→ **What to do**
Will you write out all the entries below exactly?

→ **Data shown**
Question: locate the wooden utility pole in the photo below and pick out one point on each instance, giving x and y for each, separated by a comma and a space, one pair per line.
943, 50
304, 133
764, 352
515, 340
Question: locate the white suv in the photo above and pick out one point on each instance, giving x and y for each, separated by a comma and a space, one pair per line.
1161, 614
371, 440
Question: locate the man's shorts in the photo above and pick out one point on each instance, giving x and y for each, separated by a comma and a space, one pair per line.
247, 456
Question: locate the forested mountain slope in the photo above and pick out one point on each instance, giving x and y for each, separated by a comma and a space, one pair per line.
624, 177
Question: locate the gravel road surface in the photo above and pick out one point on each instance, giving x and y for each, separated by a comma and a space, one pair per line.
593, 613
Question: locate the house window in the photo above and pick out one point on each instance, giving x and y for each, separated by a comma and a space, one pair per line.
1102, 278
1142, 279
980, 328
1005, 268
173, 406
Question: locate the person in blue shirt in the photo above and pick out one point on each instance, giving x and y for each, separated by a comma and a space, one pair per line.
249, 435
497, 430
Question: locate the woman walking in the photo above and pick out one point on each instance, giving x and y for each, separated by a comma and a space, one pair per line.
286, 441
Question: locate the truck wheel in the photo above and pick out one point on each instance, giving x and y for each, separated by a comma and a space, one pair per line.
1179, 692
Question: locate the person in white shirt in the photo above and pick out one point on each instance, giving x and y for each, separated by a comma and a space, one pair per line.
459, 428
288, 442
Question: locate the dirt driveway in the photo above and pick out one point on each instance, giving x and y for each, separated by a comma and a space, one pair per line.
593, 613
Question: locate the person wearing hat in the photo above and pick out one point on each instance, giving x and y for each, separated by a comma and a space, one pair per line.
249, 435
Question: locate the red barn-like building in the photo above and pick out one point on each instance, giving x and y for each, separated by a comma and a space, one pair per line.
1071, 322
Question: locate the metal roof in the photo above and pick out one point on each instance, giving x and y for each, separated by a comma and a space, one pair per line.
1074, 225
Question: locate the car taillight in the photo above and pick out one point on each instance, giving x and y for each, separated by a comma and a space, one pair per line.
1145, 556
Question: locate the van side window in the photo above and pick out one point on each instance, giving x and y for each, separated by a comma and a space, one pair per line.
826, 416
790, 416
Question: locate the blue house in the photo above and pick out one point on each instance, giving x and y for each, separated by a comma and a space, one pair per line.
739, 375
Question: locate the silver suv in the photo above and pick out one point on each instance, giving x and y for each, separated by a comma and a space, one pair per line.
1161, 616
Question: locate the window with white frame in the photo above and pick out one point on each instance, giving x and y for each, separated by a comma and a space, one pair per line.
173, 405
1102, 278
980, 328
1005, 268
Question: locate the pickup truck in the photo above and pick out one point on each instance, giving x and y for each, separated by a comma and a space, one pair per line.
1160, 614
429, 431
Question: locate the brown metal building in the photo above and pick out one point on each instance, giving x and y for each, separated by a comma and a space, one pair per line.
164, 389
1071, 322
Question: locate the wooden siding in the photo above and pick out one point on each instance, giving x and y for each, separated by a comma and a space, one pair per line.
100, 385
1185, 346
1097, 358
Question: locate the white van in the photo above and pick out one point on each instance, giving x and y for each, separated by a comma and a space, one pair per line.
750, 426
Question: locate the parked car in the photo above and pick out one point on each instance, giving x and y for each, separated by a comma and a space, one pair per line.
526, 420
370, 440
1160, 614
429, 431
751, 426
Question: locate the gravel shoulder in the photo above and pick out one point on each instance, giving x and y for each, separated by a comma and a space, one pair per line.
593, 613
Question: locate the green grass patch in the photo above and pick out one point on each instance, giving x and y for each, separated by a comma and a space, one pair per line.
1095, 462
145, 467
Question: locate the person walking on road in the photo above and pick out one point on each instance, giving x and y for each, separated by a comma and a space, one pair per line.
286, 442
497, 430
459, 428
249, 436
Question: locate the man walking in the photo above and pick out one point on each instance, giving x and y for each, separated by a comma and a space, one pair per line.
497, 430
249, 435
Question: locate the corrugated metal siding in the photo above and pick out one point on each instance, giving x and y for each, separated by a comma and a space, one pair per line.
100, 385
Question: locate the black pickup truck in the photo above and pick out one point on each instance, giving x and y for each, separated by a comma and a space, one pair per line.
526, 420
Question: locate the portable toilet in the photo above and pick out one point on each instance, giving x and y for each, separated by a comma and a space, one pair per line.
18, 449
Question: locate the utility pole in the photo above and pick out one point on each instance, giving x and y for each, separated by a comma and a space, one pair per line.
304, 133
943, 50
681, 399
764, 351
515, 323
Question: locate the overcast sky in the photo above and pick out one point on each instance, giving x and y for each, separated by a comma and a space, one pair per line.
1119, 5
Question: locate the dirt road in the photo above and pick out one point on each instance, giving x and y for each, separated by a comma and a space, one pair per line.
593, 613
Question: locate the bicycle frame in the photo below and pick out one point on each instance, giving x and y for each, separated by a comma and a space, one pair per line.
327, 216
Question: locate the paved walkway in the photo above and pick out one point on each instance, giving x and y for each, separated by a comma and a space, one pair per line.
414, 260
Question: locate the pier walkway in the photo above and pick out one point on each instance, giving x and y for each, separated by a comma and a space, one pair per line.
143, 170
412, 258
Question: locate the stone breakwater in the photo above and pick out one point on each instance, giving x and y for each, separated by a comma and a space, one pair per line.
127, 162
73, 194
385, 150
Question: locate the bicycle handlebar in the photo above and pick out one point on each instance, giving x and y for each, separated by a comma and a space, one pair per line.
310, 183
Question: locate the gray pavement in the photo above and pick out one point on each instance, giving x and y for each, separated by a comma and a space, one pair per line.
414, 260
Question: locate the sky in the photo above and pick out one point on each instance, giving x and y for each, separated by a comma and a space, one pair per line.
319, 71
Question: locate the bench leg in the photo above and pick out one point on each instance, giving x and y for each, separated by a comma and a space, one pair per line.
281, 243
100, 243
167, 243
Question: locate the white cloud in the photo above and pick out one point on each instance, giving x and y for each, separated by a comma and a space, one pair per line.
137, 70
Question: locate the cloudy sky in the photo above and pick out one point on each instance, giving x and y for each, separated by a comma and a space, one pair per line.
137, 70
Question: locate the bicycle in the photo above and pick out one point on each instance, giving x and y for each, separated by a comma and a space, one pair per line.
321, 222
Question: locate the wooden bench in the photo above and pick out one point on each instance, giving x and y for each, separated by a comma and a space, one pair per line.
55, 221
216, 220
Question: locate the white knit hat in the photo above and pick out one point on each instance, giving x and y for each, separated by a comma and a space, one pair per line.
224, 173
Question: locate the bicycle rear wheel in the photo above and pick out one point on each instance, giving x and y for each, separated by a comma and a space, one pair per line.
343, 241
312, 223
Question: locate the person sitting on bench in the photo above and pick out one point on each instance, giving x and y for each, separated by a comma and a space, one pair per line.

→ **Answer below**
Question: locate the wooden utility pole in the photo below and pick out one point on each instance, giving x and y for each, separated by a comma and a space, one pair per line.
943, 50
304, 133
764, 352
515, 340
Question: locate the white suv in the photo above and pick out one point on each instance, giving x and y for each, separated by a comma and a space, one pair per line.
1161, 614
371, 440
Question: locate the man's shorts in the photo above and pick out one point on each instance, giving x and y for each, separated by a comma and a space, one pair per line.
247, 456
Question: locate the forested mountain slope in the photo above and pick out one point on each instance, giving x and y for each, separated by a comma and a space, one pair per line.
624, 177
Question: locate the gravel road surface in the photo above and pick out one point on each instance, giving x and y for each, separated by a comma and a space, one pair per line.
593, 613
Question: locate the house window in the photo above and pick out one point on each instance, giving x and y for each, separated by a comma and a space, one pair per line.
1102, 278
1142, 279
980, 328
1005, 268
173, 406
Question: locate the person in blue shirt in the photo above and pick out one point on each instance, giving x and y for each, separated by a comma and a space, one pair per line.
249, 435
497, 430
Question: locate the woman walking in the photo above and pick out one point on each instance, giving x and y for each, separated by a comma and a space, one pair per line.
286, 441
Question: locate the truck wheel in the photo above and pick out one point on each instance, giving x and y for each, separated by a comma and a space, one pair per line.
1179, 692
Question: locate the person in white shirt in the photo above and pick out one point on each instance, giving x and y for each, separated by a comma and a space, one pair per line.
459, 428
288, 442
Question: locate the dirt driveway in the photo above and pick out one point on each instance, giving x and y for each, separated by a comma and a space, one pair per line.
593, 613
Question: locate the person wearing hat in the photo above and pick out one point on each instance, giving x and y for each, separated by a comma and a space, one pair per line.
249, 435
Question: locate the red barn-like building in the photo above and pick out one point on each instance, giving x and y for each, separated by a comma and a space, one pair per line.
1071, 322
Question: locate the metal roof in the photo above and pick out one point on each instance, giving x and y for each, separated by a comma and a space, one pair per line.
1074, 225
Question: locate the car taillight in the photo above and pick out one point on each instance, giving x and y for each, separated by a comma and a space, one pair per line.
1145, 556
Question: locate the van side window in the photo above and pick out one point on each instance, giving x and y for each, separated by a comma and a space, one pair per line.
826, 416
790, 416
Question: locate the blue house in the photo above and pick out one point on each instance, giving x and y for each, separated by a comma and a space, one pair per line.
739, 375
Question: locate the silver suv in the photo above and pick out one point on each instance, giving x and y for each, separated by a comma and a space, one pair per line.
1161, 616
Question: locate the window with white frame in the photo above and pick out one point on each instance, giving x and y for each, separated by a comma and a space, one pair per line.
173, 405
1102, 278
980, 328
1005, 268
Question: locate the pickup truck in the photo above and pick out one point on each instance, giving x and y for each, separated by a comma and a space, one pair per line.
1160, 614
429, 431
Question: locate the brown metal building in the photo above and pick out one point on each instance, giving x and y for each, separated by a comma and a space, one pair per line.
164, 389
1071, 322
Question: locate the wooden siding in the photo above and pick out one point on each instance, giving x and y for each, separated by a comma and a space, one pair per line.
100, 385
1185, 346
1097, 358
Question: locate the white van in the photo above and pick out one point on each instance, giving x and y for each, separated by a comma and a space, one pair per line.
750, 426
Question: locate the parked car in the photo above and pick out one point on each instance, giving x and y for each, separated by a comma and a space, one pair per line.
526, 420
370, 440
1160, 614
429, 431
751, 426
Question: locate the gravel shoulder in the photo above and pick out one point on each instance, giving x and y for each, separated by a comma and a space, one pair per line.
593, 613
Question: locate the green grass patch in the photo above and pick out one point on each instance, giving x and y for each, separated by a comma and a space, one pair per line.
1095, 462
145, 467
Question: locate the person walking on road in the photo above and pick out one point on each instance, giving x and y for each, separated by a comma and a space, one pair per line.
286, 442
497, 430
459, 428
249, 436
Question: locate the man walking in the photo above and pick out one point on each instance, giving x and y for each, separated by a comma and a space, one pair per line.
497, 430
249, 435
Question: locate the corrugated metal siding in the photo above and pick out one point on each instance, giving x and y for each, separated by a comma and a space, one pair per line.
100, 385
Question: locate the black pickup truck in the photo above and pick out one point on each instance, giving x and y for each, separated by a comma and a space, one pair per line.
526, 420
Question: locate the portable toilet in the photo above and pick out one point on each instance, giving x and y for each, separated by a comma and a space, one pair per line.
18, 449
Question: locate the utility pole in the photo above and pick out one point on each instance, giving x and y for each, separated by a comma and a space, one pair per line.
304, 133
943, 50
681, 399
764, 351
515, 323
Question: locate the overcast sky in the photo above and pick out one point on each instance, giving x and y for each, separated by a comma and a space, one pair per line.
1119, 5
Question: locate the dirt road in the photo above and pick out one point on each instance, giving x and y for each, separated by a comma and a space, one pair per line.
593, 613
Question: locate the bicycle frame in the photo below and pick out one point on each instance, giving x and y for each, separated by a comma and a space, one pair per line.
327, 216
Question: locate the paved walkway in the photo above and pick out one point on each instance, giving x and y for each, separated by a comma and a space, one pair per line.
414, 260
Question: locate the pier walkway in the photo above and pick out one point on each instance, giving x and y for each, separated by a comma and a space, one pair per line.
143, 170
412, 258
Question: locate the stone breakwater in the photo above and pick out one point on each instance, giving x and y for each, separated by a comma and a space, one pair per line.
127, 162
73, 194
385, 150
Question: locate the bicycle handlebar in the photo above and pick out one point on each instance, giving x and y for each, separated by a comma and a space, one pair per line.
310, 183
Question: locate the gray pavement in the photo above and pick out one point on each instance, giving x and y for each, separated by a comma and a space, one pair per line.
414, 260
Question: locate the sky in the photo above and pick out one point on each instance, giving x and y for each, separated by a comma and a space, one pair per line.
319, 71
Question: locate the bench leg in the photo above and pick out one point on each instance, giving x and y for each, separated by a comma and a space, one pair per line.
281, 243
100, 243
167, 243
Question: locate the white cloud in the photo above and pick out one point on each instance, giving x and y for each, separated by a comma and a space, one pair per line.
137, 70
Question: locate the cloudy sky in the photo above and pick out one point on each instance, giving x and y for each, separated by a comma and a space, one pair per line.
137, 70
Question: locate the bicycle in the photo above and pick out one point on each instance, giving x and y for each, separated by a comma and a space, one pair per line.
321, 222
Question: locate the wooden bench in the photo above and pick out one point on each instance, giving x and y for each, separated by a comma and a space, one pair per line.
55, 221
216, 220
Question: locate the white knit hat in the photo above and pick out one point on each instance, giving x and y for each, separated by a comma and a space, one pair per line.
224, 173
Question: locate the bicycle rear wheel in the photo above and pick out one point on each instance, giving x and y for each, separated by a comma and a space, one pair per line.
343, 241
312, 223
Question: locate the person sitting on bench in the photo above and pick out one point on each instance, giving x and y for each, separated by a comma and a space, one pair per line.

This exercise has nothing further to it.